PROVIDED ENTRIES:
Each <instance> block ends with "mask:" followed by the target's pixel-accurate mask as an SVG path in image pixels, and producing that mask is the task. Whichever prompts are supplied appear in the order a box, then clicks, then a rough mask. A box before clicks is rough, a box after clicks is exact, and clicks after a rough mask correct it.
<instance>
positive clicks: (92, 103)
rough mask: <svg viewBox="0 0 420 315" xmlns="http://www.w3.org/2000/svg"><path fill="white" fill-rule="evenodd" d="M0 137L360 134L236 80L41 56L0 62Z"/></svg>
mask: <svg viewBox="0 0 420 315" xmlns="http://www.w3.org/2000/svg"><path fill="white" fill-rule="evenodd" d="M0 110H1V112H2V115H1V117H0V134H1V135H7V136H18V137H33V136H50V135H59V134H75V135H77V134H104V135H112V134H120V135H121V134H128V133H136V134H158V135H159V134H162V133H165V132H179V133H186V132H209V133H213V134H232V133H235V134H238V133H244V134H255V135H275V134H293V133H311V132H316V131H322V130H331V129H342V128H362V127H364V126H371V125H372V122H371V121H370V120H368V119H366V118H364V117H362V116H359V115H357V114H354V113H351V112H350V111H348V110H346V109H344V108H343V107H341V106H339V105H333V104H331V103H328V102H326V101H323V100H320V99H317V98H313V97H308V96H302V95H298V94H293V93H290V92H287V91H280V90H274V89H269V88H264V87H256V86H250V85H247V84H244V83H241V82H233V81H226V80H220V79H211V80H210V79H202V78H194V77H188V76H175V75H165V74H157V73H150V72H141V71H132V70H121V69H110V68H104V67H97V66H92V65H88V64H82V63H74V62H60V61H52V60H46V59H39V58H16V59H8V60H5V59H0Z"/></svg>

TASK TO COMPLETE: Please repeat the material from its start through the line containing "rough mask: <svg", swapping "rough mask" for "coarse mask" and leaving everything else unchanged.

WRITTEN RESPONSE:
Each <instance> block ends with "mask:" followed by the target's pixel-accurate mask as an SVG path in image pixels, and producing that mask is the task. Whichever prompts are supplied appear in the order a box, then clicks, then a coarse mask. A box before clicks is rough, a box after clicks is exact, and clicks after a coarse mask correct it.
<instance>
positive clicks: (92, 103)
coarse mask: <svg viewBox="0 0 420 315" xmlns="http://www.w3.org/2000/svg"><path fill="white" fill-rule="evenodd" d="M0 137L360 134L236 80L41 56L0 62Z"/></svg>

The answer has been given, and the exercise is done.